Written problem
Render every line of the listing below as a Markdown table with columns No and Line, numbering the rows and leaving out blank lines.

- - -

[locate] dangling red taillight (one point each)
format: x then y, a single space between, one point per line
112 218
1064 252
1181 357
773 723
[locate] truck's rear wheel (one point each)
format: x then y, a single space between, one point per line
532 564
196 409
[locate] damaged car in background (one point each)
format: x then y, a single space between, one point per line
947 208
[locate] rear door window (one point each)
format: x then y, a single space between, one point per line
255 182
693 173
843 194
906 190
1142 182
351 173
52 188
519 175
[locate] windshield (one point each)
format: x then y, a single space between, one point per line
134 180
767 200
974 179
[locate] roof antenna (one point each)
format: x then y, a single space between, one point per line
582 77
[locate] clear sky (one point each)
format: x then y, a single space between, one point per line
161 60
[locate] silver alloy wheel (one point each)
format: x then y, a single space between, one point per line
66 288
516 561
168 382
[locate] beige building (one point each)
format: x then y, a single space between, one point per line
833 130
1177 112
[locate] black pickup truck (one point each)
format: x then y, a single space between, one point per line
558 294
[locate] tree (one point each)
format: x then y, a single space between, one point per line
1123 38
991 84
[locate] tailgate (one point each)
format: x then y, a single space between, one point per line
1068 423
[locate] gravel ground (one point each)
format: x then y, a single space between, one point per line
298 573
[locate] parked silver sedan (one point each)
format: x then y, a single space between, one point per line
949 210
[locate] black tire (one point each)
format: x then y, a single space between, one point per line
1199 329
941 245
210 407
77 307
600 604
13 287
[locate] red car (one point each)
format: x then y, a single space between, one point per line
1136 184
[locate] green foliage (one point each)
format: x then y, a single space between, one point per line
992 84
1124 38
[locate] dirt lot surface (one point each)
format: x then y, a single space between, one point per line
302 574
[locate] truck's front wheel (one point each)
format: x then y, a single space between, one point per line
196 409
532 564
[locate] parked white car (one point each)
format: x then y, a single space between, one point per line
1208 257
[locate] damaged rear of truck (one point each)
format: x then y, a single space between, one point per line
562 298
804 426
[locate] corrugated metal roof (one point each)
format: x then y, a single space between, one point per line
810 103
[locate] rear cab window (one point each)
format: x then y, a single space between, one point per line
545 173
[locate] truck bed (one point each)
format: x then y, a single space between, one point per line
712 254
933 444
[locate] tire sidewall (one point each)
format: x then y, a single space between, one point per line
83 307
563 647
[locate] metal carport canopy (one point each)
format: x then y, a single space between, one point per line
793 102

- - -

Response for this exercise
| No | Line |
|---|---|
| 1 | [locate] dangling red taillight (one point each) |
| 2 | format: x then y, a single space between, one point per line |
| 3 | 112 218 |
| 4 | 1064 252 |
| 5 | 1181 357 |
| 6 | 773 723 |
| 7 | [locate] truck's rear wheel (one point each) |
| 8 | format: x then y, a single space between, one point per line |
| 9 | 532 564 |
| 10 | 196 409 |
| 11 | [locate] damaged car in background (one point each) |
| 12 | format: x then y, a single space between, one point per line |
| 13 | 947 208 |
| 14 | [locate] rear door window (one point each) |
| 15 | format: x then y, a single space between, one point per line |
| 16 | 255 182 |
| 17 | 693 173 |
| 18 | 843 194 |
| 19 | 906 190 |
| 20 | 1142 182 |
| 21 | 351 173 |
| 22 | 52 188 |
| 23 | 519 175 |
| 24 | [locate] windshield (one point each) |
| 25 | format: x then y, a single space between, one point per line |
| 26 | 134 180 |
| 27 | 767 200 |
| 28 | 974 179 |
| 29 | [locate] roof antenna (one point each) |
| 30 | format: x then y, a single space between, one point per line |
| 31 | 582 77 |
| 32 | [locate] clear sky (one point each) |
| 33 | format: x then y, a single space between, one point per line |
| 34 | 161 60 |
| 35 | [locate] silver alloy wheel (one point each) |
| 36 | format: x then y, a single space between, one point per line |
| 37 | 66 288 |
| 38 | 516 561 |
| 39 | 168 382 |
| 40 | [locate] beige building (one point each) |
| 41 | format: x then y, a single space between, one point per line |
| 42 | 833 130 |
| 43 | 1177 112 |
| 44 | [locate] black pickup truck (one point each) |
| 45 | format: x then y, a single space between, one point per line |
| 46 | 558 294 |
| 47 | [locate] tree (one point each) |
| 48 | format: x then y, a single space between, one point per line |
| 49 | 1123 38 |
| 50 | 991 84 |
| 51 | [locate] tailgate (one point each) |
| 52 | format: x then y, a single space between, one point per line |
| 53 | 1068 423 |
| 54 | [locate] gravel ground (one point each) |
| 55 | format: x then y, a single space between, one point per line |
| 56 | 298 573 |
| 57 | [locate] parked silver sedan (one point each) |
| 58 | format: x then y, a single space between, one point per line |
| 59 | 949 210 |
| 60 | [locate] black tire (one point each) |
| 61 | format: x then y, a single space between, one point per line |
| 62 | 1199 329 |
| 63 | 941 245 |
| 64 | 210 407 |
| 65 | 77 307 |
| 66 | 600 604 |
| 67 | 13 287 |
| 68 | [locate] red car (one point each) |
| 69 | format: x then y, a single space between, one point per line |
| 70 | 1136 184 |
| 71 | [locate] green foliage (one point each) |
| 72 | format: x then y, a single space between, one point per line |
| 73 | 992 84 |
| 74 | 1124 38 |
| 75 | [locate] dirt lot surface (one point each) |
| 76 | format: x then y, a single space between, one point per line |
| 77 | 302 574 |
| 78 | [locate] truck's front wheel (one point each) |
| 79 | format: x then y, a single space between, one point per line |
| 80 | 196 409 |
| 81 | 532 564 |
| 82 | [locate] parked white car (one point each) |
| 83 | format: x then y, a single space between, one point per line |
| 84 | 1208 257 |
| 85 | [locate] damaged rear of truck (one point each) |
| 86 | format: x then y, a single space between, one point per line |
| 87 | 562 298 |
| 88 | 804 426 |
| 89 | [locate] corrugated metal roof (one point each) |
| 90 | format: x then y, a single space between, one point per line |
| 91 | 810 103 |
| 92 | [locate] rear cab window (one point each) |
| 93 | format: x then y, a single space between, one point per line |
| 94 | 545 173 |
| 95 | [locate] truck bed (one point each) |
| 96 | format: x then y, a single space between, one point per line |
| 97 | 712 254 |
| 98 | 933 444 |
| 99 | [locate] tire sidewall (one point each) |
| 100 | format: x then y, a single space between, one point per line |
| 101 | 83 307 |
| 102 | 563 647 |
| 103 | [locate] metal carport canopy (one point each) |
| 104 | format: x then y, a single space between, one point per line |
| 105 | 793 102 |